Collected data
_ _ _ _ _
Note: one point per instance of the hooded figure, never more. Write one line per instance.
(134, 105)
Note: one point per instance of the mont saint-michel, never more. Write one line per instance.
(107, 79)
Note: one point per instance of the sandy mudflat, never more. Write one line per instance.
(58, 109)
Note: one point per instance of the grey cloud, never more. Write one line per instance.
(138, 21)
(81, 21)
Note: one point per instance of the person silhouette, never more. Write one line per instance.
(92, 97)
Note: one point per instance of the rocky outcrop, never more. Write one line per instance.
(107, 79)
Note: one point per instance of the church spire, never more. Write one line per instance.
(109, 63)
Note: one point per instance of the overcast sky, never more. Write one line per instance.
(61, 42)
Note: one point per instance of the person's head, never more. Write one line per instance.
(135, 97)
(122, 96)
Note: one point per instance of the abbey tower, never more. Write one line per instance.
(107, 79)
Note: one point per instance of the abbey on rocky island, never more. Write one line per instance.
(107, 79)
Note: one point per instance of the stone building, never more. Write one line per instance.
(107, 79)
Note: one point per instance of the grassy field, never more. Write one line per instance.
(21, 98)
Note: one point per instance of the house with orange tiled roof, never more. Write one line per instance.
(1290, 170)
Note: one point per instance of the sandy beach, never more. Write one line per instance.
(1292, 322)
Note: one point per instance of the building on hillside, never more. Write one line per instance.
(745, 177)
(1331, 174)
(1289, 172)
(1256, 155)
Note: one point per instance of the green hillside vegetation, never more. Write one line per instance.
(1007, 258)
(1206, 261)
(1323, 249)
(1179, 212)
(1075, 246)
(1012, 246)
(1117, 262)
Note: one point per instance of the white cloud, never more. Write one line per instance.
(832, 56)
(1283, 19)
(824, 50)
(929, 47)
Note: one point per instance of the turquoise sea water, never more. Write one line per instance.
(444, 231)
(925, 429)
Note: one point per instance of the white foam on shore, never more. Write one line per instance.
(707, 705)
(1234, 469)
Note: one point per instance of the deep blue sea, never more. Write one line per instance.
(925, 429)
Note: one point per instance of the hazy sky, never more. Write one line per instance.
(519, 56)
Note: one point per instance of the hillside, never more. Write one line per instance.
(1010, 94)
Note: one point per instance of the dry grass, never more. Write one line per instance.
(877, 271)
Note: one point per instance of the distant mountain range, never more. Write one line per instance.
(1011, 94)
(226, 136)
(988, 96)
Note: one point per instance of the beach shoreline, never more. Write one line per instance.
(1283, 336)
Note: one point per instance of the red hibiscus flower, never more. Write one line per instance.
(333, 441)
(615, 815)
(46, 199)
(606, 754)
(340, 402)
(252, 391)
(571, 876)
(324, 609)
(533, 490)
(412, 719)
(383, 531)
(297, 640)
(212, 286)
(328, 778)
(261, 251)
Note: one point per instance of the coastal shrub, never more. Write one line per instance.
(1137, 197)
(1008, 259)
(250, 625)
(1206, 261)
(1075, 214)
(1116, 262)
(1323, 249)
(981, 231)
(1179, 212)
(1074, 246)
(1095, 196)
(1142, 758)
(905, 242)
_ _ _ _ _
# What is needed
Render the lines from the one containing "Note: one point per instance of the abbey tower, never" through the one containing "(1290, 170)", both included, as a numbered list, leaving out any blank lines.

# Solution to this task
1. Note: one point per instance of the abbey tower, never more. Write one line per instance.
2. (107, 79)
3. Note: one point per instance of the abbey on rocky island, never more. Write one line per instance.
4. (107, 79)
5. Note: one point per instance of the stone building, never more. Write one line per instance.
6. (107, 79)
7. Note: one point per instance of the grassy field, never more. Write one line per instance.
8. (21, 98)
9. Note: one point per instance of the house with orange tiled roof, never more. Write one line per instance.
10. (1290, 170)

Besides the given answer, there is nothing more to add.